→ **SOURCE MATERIAL**

********

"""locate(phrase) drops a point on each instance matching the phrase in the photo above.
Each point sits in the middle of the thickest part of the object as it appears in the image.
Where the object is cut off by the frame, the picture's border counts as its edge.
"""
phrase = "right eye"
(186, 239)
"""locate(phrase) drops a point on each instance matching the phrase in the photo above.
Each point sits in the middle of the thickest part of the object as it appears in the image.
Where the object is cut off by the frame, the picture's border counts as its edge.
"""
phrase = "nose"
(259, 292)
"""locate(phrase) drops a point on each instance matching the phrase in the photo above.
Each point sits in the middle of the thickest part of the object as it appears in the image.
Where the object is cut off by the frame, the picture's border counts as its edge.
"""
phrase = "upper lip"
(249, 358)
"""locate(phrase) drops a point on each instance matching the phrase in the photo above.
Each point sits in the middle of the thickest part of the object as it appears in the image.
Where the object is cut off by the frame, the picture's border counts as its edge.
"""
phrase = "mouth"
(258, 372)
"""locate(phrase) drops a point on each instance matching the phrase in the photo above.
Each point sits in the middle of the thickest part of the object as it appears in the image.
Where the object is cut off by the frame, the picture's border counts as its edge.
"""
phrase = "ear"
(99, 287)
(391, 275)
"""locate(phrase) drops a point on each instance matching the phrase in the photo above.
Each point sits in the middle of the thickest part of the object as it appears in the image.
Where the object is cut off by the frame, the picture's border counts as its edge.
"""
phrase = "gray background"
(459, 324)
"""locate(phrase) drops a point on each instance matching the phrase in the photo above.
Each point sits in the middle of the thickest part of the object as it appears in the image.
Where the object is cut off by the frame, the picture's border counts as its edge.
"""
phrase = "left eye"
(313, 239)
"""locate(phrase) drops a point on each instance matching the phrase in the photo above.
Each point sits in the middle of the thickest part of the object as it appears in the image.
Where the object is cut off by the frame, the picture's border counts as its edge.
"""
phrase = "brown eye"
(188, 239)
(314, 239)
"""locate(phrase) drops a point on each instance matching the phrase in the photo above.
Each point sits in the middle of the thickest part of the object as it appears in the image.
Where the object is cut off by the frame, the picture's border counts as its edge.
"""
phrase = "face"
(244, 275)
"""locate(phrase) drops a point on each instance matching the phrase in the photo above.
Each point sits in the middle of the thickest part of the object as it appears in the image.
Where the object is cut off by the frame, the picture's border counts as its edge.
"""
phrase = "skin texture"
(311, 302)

********

→ **WHAT YOU NEED TO DO**
Everything in the listing above should be duplicated exactly.

→ **FINAL ANSWER**
"""locate(phrase) drops a point on each instance matching the phrase in the photo above.
Each point sits in the middle of the thickest part of the object as it appears in the image.
Where the object is cut off by the frame, the picture's border counts as its edge.
"""
phrase = "right eye"
(186, 239)
"""locate(phrase) drops a point on each instance matching the phrase in the photo above.
Each point sits in the middle of the thickest part of the object as it appears in the image.
Where the object is cut off by the frame, the picture's border counts as its edge.
"""
phrase = "nose"
(259, 292)
"""locate(phrase) drops a point on each instance matching the phrase in the photo above.
Each point sits in the middle of the thickest part of the object as it appears in the image.
Where the object is cut off by the frame, the picture's border counts as its edge.
"""
phrase = "upper lip"
(249, 358)
"""locate(phrase) drops a point on each instance matching the phrase in the photo above.
Each point sits in the middle of the thickest part of the object as it appears in the image.
Where the object is cut off by the frame, the picture's border counts as its edge.
"""
phrase = "mouth"
(258, 372)
"""locate(phrase) drops a point on each instance matching the phrase in the photo above.
Each point sits in the middle of the thickest part of the object as it appears in the image.
Where the object is cut off by the frame, the picture's border counts as its edge.
"""
phrase = "ear"
(99, 287)
(391, 275)
"""locate(phrase) drops a point on each instance matching the phrase in the photo above.
Each point sits in the middle of the thickest part of the object as it appears in the image.
Where the object is cut off by the frame, the picture's border counts as its edge.
"""
phrase = "gray background"
(459, 324)
"""locate(phrase) drops a point on each instance matching the phrase in the photo above.
Each point sits in the middle of the thickest part of the object as it appears in the image.
Where the object is cut off by the frame, the picture's border counts as its edge.
"""
phrase = "left eye"
(313, 239)
"""locate(phrase) drops a point on each instance matching the phrase in the photo above.
Each point sits in the middle of the thickest part of the object as it appears in the image.
Where the object is cut off by the frame, the picture's border counts as its edge.
"""
phrase = "brown eye"
(188, 239)
(314, 239)
"""locate(phrase) drops a point on each instance matching the phrase in the photo above.
Each point sits in the middle of the thickest part of the object as it appears in the image.
Where the object is cut off by the frame, the picture's border counts as its edge.
"""
phrase = "face"
(244, 275)
"""locate(phrase) drops a point on each instance matching the phrase in the photo above.
Each point sits in the middle of the thickest part of the object as it appears in the image.
Where the object is cut off by the frame, the picture's border counts as its edge.
"""
phrase = "skin texture"
(311, 302)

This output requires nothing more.